* _INPUT DATA_:
- Opening Delimiter -
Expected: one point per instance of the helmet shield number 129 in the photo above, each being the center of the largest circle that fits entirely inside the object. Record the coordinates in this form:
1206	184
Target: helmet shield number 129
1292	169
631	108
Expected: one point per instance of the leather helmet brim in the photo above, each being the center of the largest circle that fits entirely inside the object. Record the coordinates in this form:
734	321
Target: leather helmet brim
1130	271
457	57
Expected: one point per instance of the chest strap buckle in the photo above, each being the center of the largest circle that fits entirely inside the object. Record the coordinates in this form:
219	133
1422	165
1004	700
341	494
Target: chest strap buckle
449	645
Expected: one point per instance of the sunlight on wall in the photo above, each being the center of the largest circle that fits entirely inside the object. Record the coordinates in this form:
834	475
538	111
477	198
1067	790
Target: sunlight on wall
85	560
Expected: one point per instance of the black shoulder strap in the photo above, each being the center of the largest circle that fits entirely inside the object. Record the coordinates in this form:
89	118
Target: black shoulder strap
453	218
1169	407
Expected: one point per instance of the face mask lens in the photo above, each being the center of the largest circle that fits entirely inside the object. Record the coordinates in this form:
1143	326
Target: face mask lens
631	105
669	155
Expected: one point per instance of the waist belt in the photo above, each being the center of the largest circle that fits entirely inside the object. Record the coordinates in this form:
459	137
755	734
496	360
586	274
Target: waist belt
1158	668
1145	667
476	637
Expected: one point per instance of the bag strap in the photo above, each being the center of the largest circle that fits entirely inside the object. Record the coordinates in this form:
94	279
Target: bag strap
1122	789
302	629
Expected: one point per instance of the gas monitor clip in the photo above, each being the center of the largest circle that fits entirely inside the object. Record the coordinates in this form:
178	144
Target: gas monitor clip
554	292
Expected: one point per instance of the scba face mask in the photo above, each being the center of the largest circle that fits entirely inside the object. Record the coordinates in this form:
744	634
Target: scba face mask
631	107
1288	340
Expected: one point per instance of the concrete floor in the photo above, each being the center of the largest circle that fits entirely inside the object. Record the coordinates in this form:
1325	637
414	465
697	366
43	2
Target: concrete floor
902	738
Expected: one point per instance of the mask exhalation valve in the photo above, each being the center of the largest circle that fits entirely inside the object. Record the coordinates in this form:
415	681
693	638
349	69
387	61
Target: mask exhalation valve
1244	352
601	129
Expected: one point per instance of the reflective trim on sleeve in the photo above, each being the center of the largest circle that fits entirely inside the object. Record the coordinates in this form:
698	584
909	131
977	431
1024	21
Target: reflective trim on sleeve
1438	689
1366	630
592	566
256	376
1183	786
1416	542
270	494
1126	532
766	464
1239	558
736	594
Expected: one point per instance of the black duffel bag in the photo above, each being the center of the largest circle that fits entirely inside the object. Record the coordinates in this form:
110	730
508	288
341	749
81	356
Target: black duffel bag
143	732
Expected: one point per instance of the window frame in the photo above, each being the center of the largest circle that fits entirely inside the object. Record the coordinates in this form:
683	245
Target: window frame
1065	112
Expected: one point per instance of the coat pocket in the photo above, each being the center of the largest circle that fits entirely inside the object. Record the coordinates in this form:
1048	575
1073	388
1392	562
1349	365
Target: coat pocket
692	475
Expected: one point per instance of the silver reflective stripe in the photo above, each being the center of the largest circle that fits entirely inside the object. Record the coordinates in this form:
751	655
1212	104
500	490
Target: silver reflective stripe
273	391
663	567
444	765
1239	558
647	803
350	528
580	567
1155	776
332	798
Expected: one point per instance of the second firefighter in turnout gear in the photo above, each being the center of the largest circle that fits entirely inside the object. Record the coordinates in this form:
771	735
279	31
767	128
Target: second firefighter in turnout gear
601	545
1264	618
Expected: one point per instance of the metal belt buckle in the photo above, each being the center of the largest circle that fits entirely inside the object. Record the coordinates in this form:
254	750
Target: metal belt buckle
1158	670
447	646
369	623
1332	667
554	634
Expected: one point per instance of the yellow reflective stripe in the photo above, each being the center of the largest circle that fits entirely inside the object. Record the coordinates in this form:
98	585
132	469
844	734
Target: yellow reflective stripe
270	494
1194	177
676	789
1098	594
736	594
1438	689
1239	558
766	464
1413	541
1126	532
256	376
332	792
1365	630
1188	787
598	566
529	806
- Closing Delimiter -
* _EXERCISE_: Please copy the data in full, character for character.

* _RESPONSE AREA_:
Expected: one point per instance of the helmet shield number 129 in the photo above, each being the center of the largest circle that fits entirely inside the object. Record the coordinates in this form:
1206	184
Target: helmet shield number 129
1292	169
631	108
Expected: one point per instance of the leather helmet brim in the photo above, each being the center of the largest circle that fits entirely inside the object. Record the coordinates in this form:
734	321
Target: leather helmet brim
1130	271
457	57
Expected: one point per instance of the chest strap buckle in the photo above, each being the center of the largest circle that fits entirely inside the object. Record the coordinates in this form:
219	133
1422	165
1004	700
341	494
Target: chest strap buckle
449	645
Expected: one point per instance of the sunlight on wall in the photo above, each being the center of the largest circle that fits entirely inside the object. Record the coordinates in this form:
834	475
538	111
477	198
1067	790
Target: sunlight on wall
85	560
Expected: one point per instance of the black shoulder strap in the photo above, each being the center of the largest circle that fits entirely inside the object. Record the coordinates in this form:
89	118
Target: black shoulder strap
453	218
1169	407
Expected: one point per instance of the face mask lens in the photo above, each being the center of the largest circle that fits entirely inside the object. Record the coordinates in this form:
1143	326
Target: face mask lens
631	105
669	155
Expected: one point per instance of the waist belt in the photo above, each being the center of the largest circle that fits entirely inside the object. Record the coordinates in this form:
459	137
755	734
496	360
586	274
Target: waist belt
1158	668
1145	667
476	637
Expected: one point per instance of the bag strap in the photo above, each being the center of the largest circle that fits entirely inside the object. Record the coordinates in this form:
94	279
Target: bag strap
1122	789
302	629
Expected: one point per instance of the gas monitor clip in the photo above, each being the center of the largest circle that fits entirely inside the object. Record the coordinates in this form:
178	144
Target: gas monitor clip
554	292
Expected: one point per instance of the scba face mask in the photo above, each being the center of the largest circle that fits entirely inside the object. Record the coordinates in this form:
744	634
Target: scba face mask
631	107
1288	340
Expected: one point per instance of the concrete floor in the photo above, each being the center of the largest circle that fits entirely inside the object. Record the coordinates in this form:
1325	637
414	465
697	366
43	2
Target: concrete floor
902	738
Expected: one point per instance of the mask exhalation valve in the photo above, each being the center of the largest circle that fits entirely inside the object. Record the coordinates in this form:
415	681
693	638
349	69
387	61
Target: mask exhalation valve
1244	352
601	129
Expected: one point per instance of the reflective trim on sleeve in the photo above, each being the center of the largest circle that fits entirely inside the object. Record the coordinates in this form:
698	584
909	131
977	431
1024	21
Target: reflective trim on sleeve
1438	689
1366	630
592	566
256	376
1183	786
1416	542
270	494
1126	532
766	464
1239	558
736	594
Expected: one point per instance of the black duffel bag in the photo above, each being the center of the largest circle that fits entirely inside the object. Record the coordinates in this form:
110	730
508	288
341	749
81	356
Target: black duffel bag
143	732
Expected: one point per instance of the window frame in the photo above, each being the center of the largest circle that fits entirely inside the object. Record the coordinates in this form:
683	245
Target: window frame
1065	112
Expected: one point per instance of the coat pocket in the photo above, each being the center of the largest circle that fits entirely inside the object. Record the coordinates in this form:
1048	575
1073	388
1392	562
1349	365
Target: coat pocket
692	475
Expected: one point per instance of the silver reflective stripe in the photo above, each being the center of the largest circle that fits entirely inside the object. Record the coordinates in this form:
751	655
1212	104
500	490
Target: silver reflective stripe
273	391
663	567
444	765
1239	558
647	803
350	528
580	567
1155	776
332	798
Expected: one point per instance of the second firefighter in turnout gear in the photo above, each being the center of the largest circle that fits entirely inside the object. Record the coordinates in this form:
771	735
279	31
767	128
Target: second firefighter in turnout gear
601	545
1264	618
Expected: one point per instance of the metal belt buckle in the photo above, each being the center of the largest circle that fits entirely inside the object. Record the coordinates in this form:
254	750
Target: metal belt buckle
1158	670
447	646
369	623
1332	667
554	634
Expected: one point per instance of the yellow reflective stripe in the photo above, each being the center of the largest circle that fits entirely inside the object. Record the coordinates in this form:
98	585
132	469
844	734
Target: yellow reflective stripe
270	494
1194	177
676	789
1098	594
736	594
1438	689
1239	558
766	464
1413	541
1126	532
256	376
332	792
1365	630
1188	787
598	566
529	806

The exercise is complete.